═══ PAGE TEXT
Friday, November 23, 2001
Former Morehead president dies
The Associated Press
LEXINGTON Adron Doran, who for 23 years was president of Morehead State University and was a formidable politician as well as an educator, died Thursday afternoon at University of Kentucky Hospital after a brief illness. He was 92.
Dr. Doran, who lived in Lexington, had been hospitalized Oct. 21 with what friends characterized as heart disease.
Morehead State was a sleepy teachers college with 700 students when Dr. Doran became its president in 1954. The school gained university status in 1966. Enrollment had increased tenfold to nearly 7,700 when Dr. Doran retired in 1977.
Donald Flatt, a Morehead State history professor who wrote an account of the university's integration, said Dr. Doran forced the university to come to grips with itself.
At a convocation in September 1957, Dr. Flatt wrote, Dr. Doran told students, If you have any objections to the presence of (black) students who may be sit ting beside you, you can find an institution of higher learning more to your liking further south.
A major building on the campus, the Adron Doran University Center, is named in his honor.
══════
## EXERCISE REQUIREMENTS
- 1) In the obituary of Adron Doran, why was he in the hospital starting Oct. 21? Answer in one to three sentences.
- 2) Pick up the Adron Doran obituary after its final sentence and keep it going.
═══ EXTRACTED RECORDS
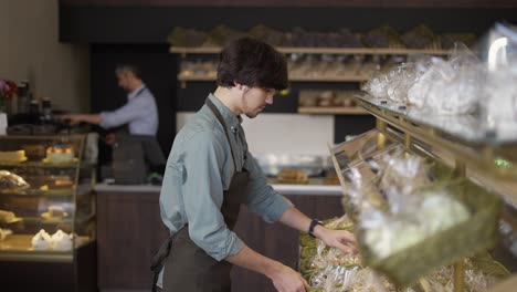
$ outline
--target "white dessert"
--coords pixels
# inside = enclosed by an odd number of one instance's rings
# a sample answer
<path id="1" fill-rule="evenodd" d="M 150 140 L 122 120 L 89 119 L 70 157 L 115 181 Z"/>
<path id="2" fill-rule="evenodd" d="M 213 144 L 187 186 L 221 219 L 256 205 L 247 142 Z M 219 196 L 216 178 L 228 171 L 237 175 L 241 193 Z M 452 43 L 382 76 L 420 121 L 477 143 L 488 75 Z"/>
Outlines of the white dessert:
══════
## ANSWERS BELOW
- 1) Friends said he was in the hospital with heart disease. He died Thursday afternoon at University of Kentucky Hospital after a brief illness.

- 2)
President Doran unquestionably has been the most dominant figure in the 114-year history of this institution and a great leader in public education, current President Ron Eaglin said in a statement Thursday. We will miss his wisdom and good humor.
Before going to Morehead, Dr. Doran was a state representative and was speaker of the House during the 1950 General Assembly. He was president of the Kentucky Education Association in 1946.
Dr. Doran was born Sept. 1, 1909, near Boydsville in Graves County and attended nearby Cuba High School. He held an associate's degree from Freed-Hardeman college in Henderson, Tenn.; bachelor's and master's degrees from Murray State University; and a doctorate in education from the University of Kentucky.